**Yapılacak Görevler**:
1. Tunalı Hilmi metnine göre 1992'de bir öğrencinin babası, caddede bir dükkân alabilmek için kaç apartman dairesi satmıştır?
2. Tunalı Hilmi metnini son cümlesinden sonra gelecek biçimde sürdürünüz.
==== Verilen Metin
Salı günü işe gelirken Ankara’nın popüler caddelerinden olan Tunalı Hilmi’de bir kalabalığa denk geldim. İYİ Parti Genel Başkanı Meral Akşener’in de sesi geliyordu. Kuğulu Park’a varınca anladım: Meral Hanım parkta çevresini saran kalabalığa seslenmiş, sonrasında da esnaf ziyaretine başlamıştı.

Ankaralı olmayanlar için detay vereyim:

Sözünü ettiğim bölge, Ankara’nın görece rahat/zengin bir kesimin yaşadığı, alışveriş yaptığı bir bölgedir. Haliyle esnafı da belli müşterileri olan en büyük krizlerde dahi iş yapabilen bir özelliğe sahiptir.

Buna karşın, kaldırımı tıklım tıklım dolduran, hatta caddeye taşan kalabalığın arasından geçerken esnafın da vatandaşın da ekonomik durumla ilgili Akşener’e yakınmalarını duyuyordum.

Caddeye nazır dükkanlarda esnaf yaşadıkları sorunları anlatırken, benim aklıma 1992’de bir öğrencimin babasının Tunalı Hilmi Caddesi’nde bir dükkan alabilmek için üç apartman dairesi satması geldi.
========
==== Çözümlenecek Veriler
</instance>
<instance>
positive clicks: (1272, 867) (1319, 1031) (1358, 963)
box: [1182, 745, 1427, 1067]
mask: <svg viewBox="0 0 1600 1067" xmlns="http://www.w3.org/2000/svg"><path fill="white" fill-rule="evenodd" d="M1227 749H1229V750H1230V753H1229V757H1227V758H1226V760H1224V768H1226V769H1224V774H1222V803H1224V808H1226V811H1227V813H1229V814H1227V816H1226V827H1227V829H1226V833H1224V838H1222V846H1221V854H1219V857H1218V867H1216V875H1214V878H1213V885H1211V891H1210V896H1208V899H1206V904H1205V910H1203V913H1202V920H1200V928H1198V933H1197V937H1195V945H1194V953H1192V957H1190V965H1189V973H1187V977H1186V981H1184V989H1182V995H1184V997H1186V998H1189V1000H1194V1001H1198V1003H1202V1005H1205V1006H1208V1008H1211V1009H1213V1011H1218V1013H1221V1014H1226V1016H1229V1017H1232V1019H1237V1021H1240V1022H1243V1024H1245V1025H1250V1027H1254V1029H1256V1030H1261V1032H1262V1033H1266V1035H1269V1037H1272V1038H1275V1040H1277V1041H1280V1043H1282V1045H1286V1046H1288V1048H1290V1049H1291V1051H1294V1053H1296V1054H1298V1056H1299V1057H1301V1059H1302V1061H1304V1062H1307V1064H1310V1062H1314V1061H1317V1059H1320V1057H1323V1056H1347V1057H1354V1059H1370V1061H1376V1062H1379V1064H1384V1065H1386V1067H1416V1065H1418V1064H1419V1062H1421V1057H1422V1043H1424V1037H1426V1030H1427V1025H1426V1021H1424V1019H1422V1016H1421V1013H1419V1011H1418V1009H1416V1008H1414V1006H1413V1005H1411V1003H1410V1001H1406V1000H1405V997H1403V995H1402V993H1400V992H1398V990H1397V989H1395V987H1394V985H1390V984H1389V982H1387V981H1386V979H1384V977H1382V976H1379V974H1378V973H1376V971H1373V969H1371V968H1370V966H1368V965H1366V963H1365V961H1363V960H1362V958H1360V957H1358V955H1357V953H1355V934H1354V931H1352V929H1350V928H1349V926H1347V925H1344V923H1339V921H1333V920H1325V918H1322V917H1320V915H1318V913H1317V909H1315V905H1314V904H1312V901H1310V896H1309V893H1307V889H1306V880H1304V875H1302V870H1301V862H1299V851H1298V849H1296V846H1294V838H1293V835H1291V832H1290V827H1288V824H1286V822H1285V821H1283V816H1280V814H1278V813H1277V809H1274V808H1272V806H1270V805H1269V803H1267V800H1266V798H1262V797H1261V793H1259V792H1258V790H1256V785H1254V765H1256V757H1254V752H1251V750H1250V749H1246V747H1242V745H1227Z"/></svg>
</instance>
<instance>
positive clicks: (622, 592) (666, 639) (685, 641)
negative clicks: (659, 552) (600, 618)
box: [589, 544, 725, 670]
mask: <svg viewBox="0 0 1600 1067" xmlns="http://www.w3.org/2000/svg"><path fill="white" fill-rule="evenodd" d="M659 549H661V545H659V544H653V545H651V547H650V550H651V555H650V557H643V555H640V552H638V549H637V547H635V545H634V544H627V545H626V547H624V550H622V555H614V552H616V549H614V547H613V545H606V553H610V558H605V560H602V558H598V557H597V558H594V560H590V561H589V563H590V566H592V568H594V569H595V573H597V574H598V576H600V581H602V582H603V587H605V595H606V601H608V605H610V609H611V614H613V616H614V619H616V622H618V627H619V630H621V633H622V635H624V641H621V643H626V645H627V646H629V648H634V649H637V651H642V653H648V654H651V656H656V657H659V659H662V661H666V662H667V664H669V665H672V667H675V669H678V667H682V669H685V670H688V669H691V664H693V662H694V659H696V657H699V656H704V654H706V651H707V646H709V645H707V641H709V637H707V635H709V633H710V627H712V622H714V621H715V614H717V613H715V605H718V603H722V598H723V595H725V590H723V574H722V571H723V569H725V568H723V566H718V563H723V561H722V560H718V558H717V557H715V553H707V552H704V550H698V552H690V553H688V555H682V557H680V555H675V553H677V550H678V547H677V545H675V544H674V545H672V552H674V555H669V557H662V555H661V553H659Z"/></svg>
========
**Maddelere Göre Yanıtlar**:
1. Üç apartman dairesi satmıştır.

2.
Tunalı Hilmi Caddesi’nin dünüyle bugünü arasındaki derin ekonomik uçurum, Türkiye ekonomisinin de özeti sayılırdı.

★★★

Ne yazık ki içinden geçtiğimiz ekonomik kriz zengini daha zengin, yoksulu daha yoksul yaparken, son 40 yılın ekonomik modellerinin omurgasını oluşturan orta direği de yok etti. “Orta direk” yok olunca da küçük esnaf en değerli müşterisini kaybetti.

Geçmişte özel sektör çalışanları ücret ve koşullar açısından daha avantajlı olurdu. Ancak, özel sektörde yaşanan daralma, özel sektör çalışanlarını kamu çalışanlarının gerisine düşürdü.

O yüzden bu aralar herkes kapağı kamuya atmaya çalışıyor.

Geçenlerde özel bir hastanenin yöneticisi, hemşire bulamadıklarından yakınıyordu. Çünkü bütün hemşireler, daha iyi imkanları olduğu için devlette iş bulmaya çalışıyordu.

Bu arada artık Türkiye’de 5 bin 500 lira seviyesine çıkan ücret, “asgari” ücret olmaktan çıkıp “ortalama” ücrete dönüşmüş vaziyette.

Bazı şirketlerin ağır vergi ve prim yüklerinden kurtulmak için çalışanlarını “asgari” ücretli gösterip maaş farklarını ayrıca ödediğini duyunca hiç şaşırmadım.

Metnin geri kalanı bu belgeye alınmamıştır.